**Problem statement:** Rewrite the data from the line containing "[point] every instance of the white wall" through the end of the data, both ends included. Keep every line as it is, but shift each x and y coordinate in the answers up by 93.

**Dataset:**

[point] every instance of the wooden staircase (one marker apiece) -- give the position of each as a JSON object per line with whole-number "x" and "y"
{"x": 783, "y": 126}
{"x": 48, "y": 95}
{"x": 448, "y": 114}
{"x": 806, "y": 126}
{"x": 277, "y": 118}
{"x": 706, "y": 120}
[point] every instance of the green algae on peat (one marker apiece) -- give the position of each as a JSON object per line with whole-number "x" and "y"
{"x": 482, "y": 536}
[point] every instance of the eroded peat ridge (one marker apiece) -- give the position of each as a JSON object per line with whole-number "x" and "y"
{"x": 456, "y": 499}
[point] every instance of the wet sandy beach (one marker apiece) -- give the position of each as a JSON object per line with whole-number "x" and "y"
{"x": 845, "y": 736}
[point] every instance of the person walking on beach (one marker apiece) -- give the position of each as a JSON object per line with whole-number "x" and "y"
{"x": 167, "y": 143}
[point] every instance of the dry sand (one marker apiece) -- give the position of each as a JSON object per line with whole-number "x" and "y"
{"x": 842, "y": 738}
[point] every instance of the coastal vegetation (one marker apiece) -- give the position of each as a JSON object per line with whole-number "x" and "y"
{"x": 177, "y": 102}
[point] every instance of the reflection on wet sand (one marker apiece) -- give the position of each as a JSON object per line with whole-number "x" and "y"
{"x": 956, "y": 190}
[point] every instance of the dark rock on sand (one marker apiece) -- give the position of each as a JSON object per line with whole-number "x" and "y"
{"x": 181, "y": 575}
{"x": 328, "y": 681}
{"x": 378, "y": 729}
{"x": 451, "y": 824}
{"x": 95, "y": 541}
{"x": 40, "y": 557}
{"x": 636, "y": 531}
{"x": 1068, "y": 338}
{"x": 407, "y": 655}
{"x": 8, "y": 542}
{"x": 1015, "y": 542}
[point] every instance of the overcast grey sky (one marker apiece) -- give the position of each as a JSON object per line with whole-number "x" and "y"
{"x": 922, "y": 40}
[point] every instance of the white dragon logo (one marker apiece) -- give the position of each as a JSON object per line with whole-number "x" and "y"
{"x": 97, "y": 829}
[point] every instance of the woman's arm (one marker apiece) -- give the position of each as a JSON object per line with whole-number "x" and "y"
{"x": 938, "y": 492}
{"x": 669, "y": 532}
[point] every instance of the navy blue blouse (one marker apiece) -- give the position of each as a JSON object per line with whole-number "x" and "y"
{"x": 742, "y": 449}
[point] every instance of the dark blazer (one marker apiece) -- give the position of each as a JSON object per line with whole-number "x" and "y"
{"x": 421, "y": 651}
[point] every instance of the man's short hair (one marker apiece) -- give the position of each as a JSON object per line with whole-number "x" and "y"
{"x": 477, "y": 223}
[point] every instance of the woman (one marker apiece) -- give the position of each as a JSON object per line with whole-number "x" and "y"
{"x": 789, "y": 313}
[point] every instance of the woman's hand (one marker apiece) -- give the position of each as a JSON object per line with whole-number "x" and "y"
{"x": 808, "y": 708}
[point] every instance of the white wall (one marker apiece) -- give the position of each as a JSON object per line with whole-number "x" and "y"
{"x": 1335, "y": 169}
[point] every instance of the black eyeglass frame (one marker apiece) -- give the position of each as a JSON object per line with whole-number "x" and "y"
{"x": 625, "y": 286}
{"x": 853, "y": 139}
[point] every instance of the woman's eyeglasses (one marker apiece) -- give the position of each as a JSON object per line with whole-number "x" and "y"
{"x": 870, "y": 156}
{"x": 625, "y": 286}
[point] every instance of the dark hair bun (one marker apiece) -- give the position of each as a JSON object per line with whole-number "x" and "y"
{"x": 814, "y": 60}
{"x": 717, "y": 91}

**Solution to this task:**
[point] every instance of the white wall (one marker apiece) -- give the position of each as a JSON object per line with whole-number "x" and "y"
{"x": 1428, "y": 262}
[point] every instance of the black eyeglass frame (one marker apiece) -- give the position of each as a JSON object per line with whole-number "x" and "y"
{"x": 718, "y": 379}
{"x": 946, "y": 232}
[point] every instance of the woman's eyeglasses (one marker apiece) -- give the position of each as a JSON object per line with whole-number "x" and "y"
{"x": 963, "y": 249}
{"x": 718, "y": 379}
[point] every instance of the dark hair bun (one marker apiece) -- give the position of each as a JSON object per line with whole-number "x" and "y"
{"x": 907, "y": 153}
{"x": 810, "y": 184}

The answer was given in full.